- TEXT
Onegov Search API

Integration

class onegov.search.integration.TolerantTransport(*args, **kwargs)[source]

A transport class that is less eager to rejoin connections when there’s a failure. Additionally logs all Elasticsearch transport errors in one location.

property skip_request

Returns True if the request should be skipped.

property seconds_remaining

Returns the seconds remaining until the next try or 0.

For each failure we wait an additional 10s (10s, then 20s, 30s, etc), up to a maximum of 300s (5 minutes).

perform_request(*args, **kwargs)[source]

Perform the actual request. Retrieve a connection from the connection pool, pass all the information to it’s perform_request method and return the data.

If an exception was raised, mark the connection as failed and retry (up to max_retries times).

If the operation was succesful and the connection used was previously marked as dead, mark it as live, resetting it’s failure count.

Parameters
  • method – HTTP method to use

  • url – absolute url (without host) to target

  • headers – dictionary of headers, will be handed over to the underlying Connection class

  • params – dictionary of query parameters, will be handed over to the underlying Connection class for serialization

  • body – body of the request, will be serializes using serializer and passed to the connection

class onegov.search.integration.ElasticsearchApp[source]

Provides elasticsearch integration for onegov.core.framework.Framework based applications.

The application must be connected to a database.

Usage:

from onegov.core import Framework

class MyApp(Framework, ESIntegration):
    pass

Configures the elasticsearch client, leaving it as a property on the class:

app.es_client

The following configuration options are accepted:

Enable_elasticsearch

If True, elasticsearch is enabled (defaults to True).

Elasticsearch_hosts

A list of elasticsearch clusters, including username, password, protocol and port.

For example: https://user:secret@localhost:443

By default the client connects to the localhost on port 9200 (the default), and on port 19200 (the default of boxen).

At least one host in the list of servers must be up at startup.

Elasticsearch_may_queue_size

The maximum queue size reserved for documents to be indexed. This queue is filling up if the elasticsearch cluster cannot be reached.

Once the queue is full, warnings are emitted.

Defaults to 10’000

Elasticsearch_verify_certs

If true, the elasticsearch client verifies the certificates of the ssl connection. Defaults to true. Do not disable, unless you are in testing!

(Stored data)

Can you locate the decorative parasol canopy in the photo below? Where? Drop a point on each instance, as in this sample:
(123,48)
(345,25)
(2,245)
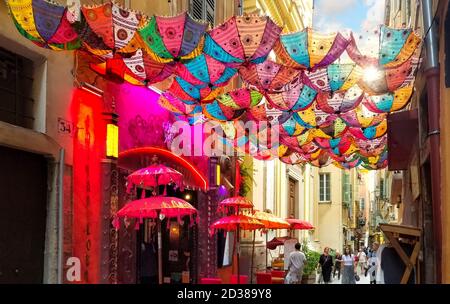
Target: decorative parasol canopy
(238,202)
(170,207)
(268,76)
(172,39)
(247,38)
(298,224)
(204,70)
(44,23)
(233,222)
(389,102)
(310,50)
(270,220)
(155,175)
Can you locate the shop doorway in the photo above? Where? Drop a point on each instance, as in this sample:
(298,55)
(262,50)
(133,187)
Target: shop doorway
(178,245)
(23,197)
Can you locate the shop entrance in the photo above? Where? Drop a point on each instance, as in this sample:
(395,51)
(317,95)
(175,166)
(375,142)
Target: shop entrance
(177,245)
(23,197)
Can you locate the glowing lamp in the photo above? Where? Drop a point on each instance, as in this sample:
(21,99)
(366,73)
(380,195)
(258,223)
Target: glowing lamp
(217,174)
(112,140)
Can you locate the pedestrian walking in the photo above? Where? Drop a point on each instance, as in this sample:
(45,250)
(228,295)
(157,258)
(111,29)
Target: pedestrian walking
(373,263)
(326,264)
(348,267)
(337,265)
(362,260)
(296,263)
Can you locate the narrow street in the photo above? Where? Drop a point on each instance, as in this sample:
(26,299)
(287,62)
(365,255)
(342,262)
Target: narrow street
(204,141)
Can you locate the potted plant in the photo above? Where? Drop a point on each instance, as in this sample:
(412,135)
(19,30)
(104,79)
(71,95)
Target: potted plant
(309,270)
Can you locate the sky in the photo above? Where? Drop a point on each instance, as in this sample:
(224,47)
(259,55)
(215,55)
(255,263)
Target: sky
(362,17)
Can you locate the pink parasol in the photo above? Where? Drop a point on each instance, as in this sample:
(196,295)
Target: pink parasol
(170,207)
(155,207)
(238,202)
(154,176)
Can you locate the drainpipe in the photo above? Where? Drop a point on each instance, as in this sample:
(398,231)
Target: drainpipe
(432,80)
(60,216)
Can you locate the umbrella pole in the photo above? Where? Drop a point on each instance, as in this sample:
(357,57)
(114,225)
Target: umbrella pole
(253,254)
(159,249)
(238,252)
(267,258)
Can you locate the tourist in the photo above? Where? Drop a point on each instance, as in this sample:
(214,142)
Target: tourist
(326,264)
(348,267)
(296,263)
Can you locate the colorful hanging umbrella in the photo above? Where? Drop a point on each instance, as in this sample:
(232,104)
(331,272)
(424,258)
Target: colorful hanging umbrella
(175,105)
(342,77)
(233,222)
(154,176)
(138,69)
(299,97)
(298,224)
(310,50)
(192,94)
(271,221)
(340,102)
(109,28)
(247,38)
(295,158)
(277,241)
(397,45)
(291,124)
(232,105)
(321,158)
(371,147)
(362,118)
(333,128)
(370,132)
(173,39)
(154,207)
(44,23)
(237,202)
(170,207)
(204,70)
(379,80)
(389,102)
(268,76)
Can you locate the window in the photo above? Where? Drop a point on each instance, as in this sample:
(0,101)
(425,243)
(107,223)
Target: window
(203,10)
(324,187)
(346,189)
(16,83)
(292,198)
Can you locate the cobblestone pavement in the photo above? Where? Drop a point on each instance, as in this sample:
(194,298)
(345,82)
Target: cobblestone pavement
(363,279)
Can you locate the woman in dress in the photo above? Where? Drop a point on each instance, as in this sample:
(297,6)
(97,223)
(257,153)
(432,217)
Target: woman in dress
(326,263)
(348,267)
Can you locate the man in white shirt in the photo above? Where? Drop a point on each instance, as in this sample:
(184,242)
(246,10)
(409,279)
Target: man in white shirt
(296,263)
(362,259)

- TASK 1
Sum up the Onegov Search API page in two sentences.
- TASK 2
Set down the part of the Onegov Search API page from "Returns True if" to "to max_retries times).", word for word.

- TASK ANSWER 1
The Onegov Search API page describes TolerantTransport, a transport class that is less eager to rejoin connections after a failure, waits an additional 10 seconds for each failure up to a maximum of 300 seconds, and logs all Elasticsearch transport errors in one location. It also describes ElasticsearchApp, which provides Elasticsearch integration for onegov.core Framework-based applications connected to a database and accepts options for enabling Elasticsearch, listing hosts, setting the queue size for documents to be indexed, and verifying certificates.

- TASK ANSWER 2
Returns True if the request should be skipped.

property seconds_remaining

Returns the seconds remaining until the next try or 0.

For each failure we wait an additional 10s (10s, then 20s, 30s, etc), up to a maximum of 300s (5 minutes).

perform_request(*args, **kwargs)[source]

Perform the actual request. Retrieve a connection from the connection pool, pass all the information to it’s perform_request method and return the data.

If an exception was raised, mark the connection as failed and retry (up to max_retries times).